TASK
All of the data should be repeated exactly; pictures are not part of the copy.

Text-to-region grounding data
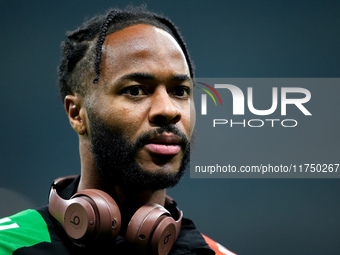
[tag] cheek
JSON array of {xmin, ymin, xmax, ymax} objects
[
  {"xmin": 108, "ymin": 105, "xmax": 148, "ymax": 138},
  {"xmin": 178, "ymin": 104, "xmax": 193, "ymax": 139}
]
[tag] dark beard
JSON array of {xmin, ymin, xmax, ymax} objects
[{"xmin": 87, "ymin": 109, "xmax": 190, "ymax": 192}]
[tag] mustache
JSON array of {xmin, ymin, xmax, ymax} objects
[{"xmin": 134, "ymin": 124, "xmax": 189, "ymax": 149}]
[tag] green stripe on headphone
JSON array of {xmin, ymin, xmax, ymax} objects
[{"xmin": 0, "ymin": 209, "xmax": 51, "ymax": 254}]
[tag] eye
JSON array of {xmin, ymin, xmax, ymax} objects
[
  {"xmin": 121, "ymin": 86, "xmax": 146, "ymax": 97},
  {"xmin": 173, "ymin": 86, "xmax": 190, "ymax": 98}
]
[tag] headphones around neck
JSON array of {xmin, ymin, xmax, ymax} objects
[{"xmin": 48, "ymin": 175, "xmax": 182, "ymax": 255}]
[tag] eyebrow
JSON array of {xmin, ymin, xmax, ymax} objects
[{"xmin": 117, "ymin": 72, "xmax": 192, "ymax": 83}]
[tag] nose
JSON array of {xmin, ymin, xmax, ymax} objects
[{"xmin": 148, "ymin": 87, "xmax": 181, "ymax": 126}]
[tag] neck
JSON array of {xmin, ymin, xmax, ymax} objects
[{"xmin": 77, "ymin": 136, "xmax": 167, "ymax": 233}]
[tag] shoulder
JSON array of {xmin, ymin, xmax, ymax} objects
[
  {"xmin": 0, "ymin": 209, "xmax": 51, "ymax": 254},
  {"xmin": 201, "ymin": 234, "xmax": 237, "ymax": 255},
  {"xmin": 174, "ymin": 217, "xmax": 236, "ymax": 255}
]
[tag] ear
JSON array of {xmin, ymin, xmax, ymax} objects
[{"xmin": 64, "ymin": 95, "xmax": 87, "ymax": 135}]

RESPONSE BELOW
[tag] cheek
JSON array of {xmin, ymin, xmax, ymax} objects
[
  {"xmin": 108, "ymin": 105, "xmax": 148, "ymax": 138},
  {"xmin": 178, "ymin": 104, "xmax": 193, "ymax": 139}
]
[tag] dark beard
JSON array of {xmin, ymin, xmax, ymax} objects
[{"xmin": 87, "ymin": 109, "xmax": 190, "ymax": 192}]
[tag] mustache
JSON array of {xmin, ymin, xmax, ymax} objects
[{"xmin": 134, "ymin": 124, "xmax": 189, "ymax": 149}]
[tag] green stripe on headphone
JSON array of {xmin, ymin, xmax, ymax} objects
[{"xmin": 0, "ymin": 209, "xmax": 51, "ymax": 254}]
[tag] eye
JSON array of {xmin, ymin, xmax, ymax} objects
[
  {"xmin": 121, "ymin": 86, "xmax": 146, "ymax": 97},
  {"xmin": 173, "ymin": 86, "xmax": 190, "ymax": 98}
]
[tag] headphones around neck
JSON array of {xmin, ymin, xmax, ymax} objects
[{"xmin": 48, "ymin": 175, "xmax": 182, "ymax": 255}]
[tag] eyebrow
JSON array of {xmin, ymin, xmax, ymax} objects
[{"xmin": 117, "ymin": 72, "xmax": 192, "ymax": 83}]
[tag] nose
JSON array of {xmin, ymin, xmax, ymax} objects
[{"xmin": 148, "ymin": 87, "xmax": 181, "ymax": 126}]
[tag] neck
JSON array of {xmin, ymin, xmax, ymax} objects
[{"xmin": 77, "ymin": 136, "xmax": 167, "ymax": 233}]
[tag] shoulder
JSON array of {xmin, ymin, xmax, ymax} objects
[
  {"xmin": 0, "ymin": 209, "xmax": 51, "ymax": 254},
  {"xmin": 201, "ymin": 234, "xmax": 237, "ymax": 255},
  {"xmin": 174, "ymin": 217, "xmax": 236, "ymax": 255}
]
[tag] ear
JSON array of {xmin, ymin, xmax, ymax} objects
[{"xmin": 64, "ymin": 95, "xmax": 87, "ymax": 135}]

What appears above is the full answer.